However, many businesses find it difficult to get their customers to talk about them. This situation can be made more frustrating when customers tell businesses that they think they are great and are happy to talk about them. But then, they never do.

Why is that? Well, the reality is that companies and brands are not always on their customers minds. Also, customers forget about what they have said they are going to do and, more often than not, have more important things on their minds.

However, one company (Brainshark) is tackling these issues head-on and is having great success with it’s own customer advocacy programme.

Launched in 2012, Brainshark’s programme has been able to recruit more than 400 customer champions into, what they call, their Customer Champion Programme. This has resulted in a four-fold increase in the number of companies willing to serve as references for them, has more than doubled Twitter activity around their brand, has accelerated their sales cycle and has allowed them to build better and deeper relationships with their customers. Further, as recognition for the success of their programme, Brainshark also won a Forrester Groundswell Award in 2013.

Recently, I was lucky enough to get a chance to talk to Joan Babinski, founder and vice president of marketing at Brainshark, to get a deeper insight into what they have done to build and grow their successful community of customer advocates and what lessons other firms could learn from them.

Brainshark’s success is based on the understanding that there is a difference between what customers say they will do and what they actually do. As a result, their programme is built on two pillars:

1. Organise And Nurture
To give themselves the best chance of success, they decided they had to first organise and nurture their potential advocates if they were to deliver the results that they wanted. To do that they spent a lot of time identifying their potential advocates, understanding what would be of value to them and then building a reward system that was aligned to their profiles and preferences.

Through that process they found that the best reward and incentives for advocacy were not always financial. This means that Brainshark’s system offers rewards that range from points that that can be redeemed against gift vouchers to free training for their company to tickets to a local industry event to badges and social recognition.

2. Employee Involvement
The next essential pillar was the realisation that building a customer advocacy programme is not just a marketing initiative and, to make it successful, it would require the involvement and buy-in of all of many of their customer-facing employees. Therefore, to compliment their Customer Champion Programme, they developed an employee champion programme and have integrated both programmes.

• **PROMPT 1**
Filter the records down to every line containing the string "shirt", treating case as significant.
The records have no connection to the Brainshark text.

• **Excerpts from a pointing dataset**
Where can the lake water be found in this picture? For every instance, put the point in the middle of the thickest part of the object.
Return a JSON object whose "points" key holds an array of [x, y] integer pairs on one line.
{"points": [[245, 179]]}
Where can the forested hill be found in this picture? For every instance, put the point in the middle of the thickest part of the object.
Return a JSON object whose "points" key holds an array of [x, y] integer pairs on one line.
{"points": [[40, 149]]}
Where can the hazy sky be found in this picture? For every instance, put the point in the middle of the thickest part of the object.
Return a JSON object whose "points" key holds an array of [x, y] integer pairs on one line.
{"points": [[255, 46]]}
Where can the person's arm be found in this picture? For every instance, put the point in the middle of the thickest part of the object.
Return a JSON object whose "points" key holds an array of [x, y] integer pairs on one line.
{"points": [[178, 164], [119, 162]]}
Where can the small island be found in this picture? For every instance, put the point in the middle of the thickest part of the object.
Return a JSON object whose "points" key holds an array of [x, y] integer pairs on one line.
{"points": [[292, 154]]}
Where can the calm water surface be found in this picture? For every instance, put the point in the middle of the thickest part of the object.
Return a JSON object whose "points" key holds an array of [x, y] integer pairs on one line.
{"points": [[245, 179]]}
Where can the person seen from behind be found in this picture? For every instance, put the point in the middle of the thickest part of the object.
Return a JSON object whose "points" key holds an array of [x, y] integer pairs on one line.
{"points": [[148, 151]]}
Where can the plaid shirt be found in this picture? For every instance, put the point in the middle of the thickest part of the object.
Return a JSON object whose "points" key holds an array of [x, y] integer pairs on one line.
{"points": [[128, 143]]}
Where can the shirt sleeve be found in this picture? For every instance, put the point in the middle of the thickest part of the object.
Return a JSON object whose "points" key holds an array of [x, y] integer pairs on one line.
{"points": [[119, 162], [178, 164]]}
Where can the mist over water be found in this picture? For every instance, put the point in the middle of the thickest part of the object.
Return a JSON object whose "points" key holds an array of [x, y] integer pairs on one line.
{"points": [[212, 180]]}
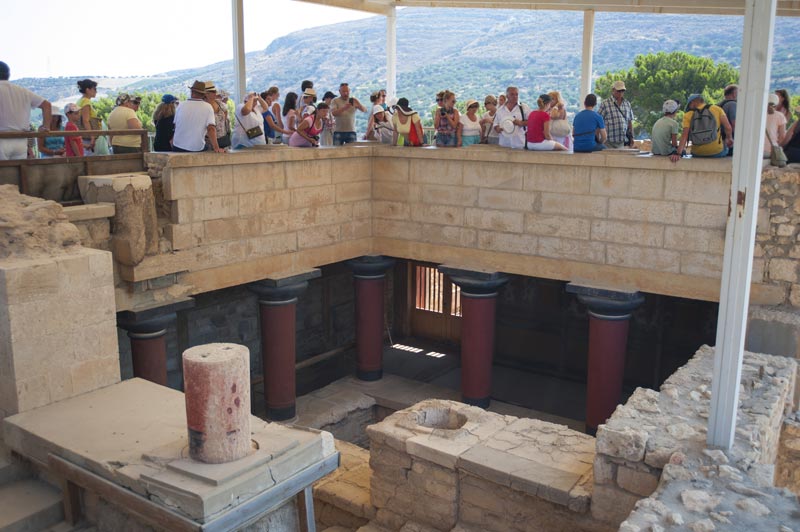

• **PROMPT 2**
Transcribe the part of the Brainshark text that opens with the words "Through that process" and closes with "integrated both programmes.".

• **EXERCISE OUTPUT 1**
Where can the plaid shirt be found in this picture? For every instance, put the point in the middle of the thickest part of the object.
Where can the shirt sleeve be found in this picture? For every instance, put the point in the middle of the thickest part of the object.

• **EXERCISE OUTPUT 2**
Through that process they found that the best reward and incentives for advocacy were not always financial. This means that Brainshark’s system offers rewards that range from points that that can be redeemed against gift vouchers to free training for their company to tickets to a local industry event to badges and social recognition.

2. Employee Involvement
The next essential pillar was the realisation that building a customer advocacy programme is not just a marketing initiative and, to make it successful, it would require the involvement and buy-in of all of many of their customer-facing employees. Therefore, to compliment their Customer Champion Programme, they developed an employee champion programme and have integrated both programmes.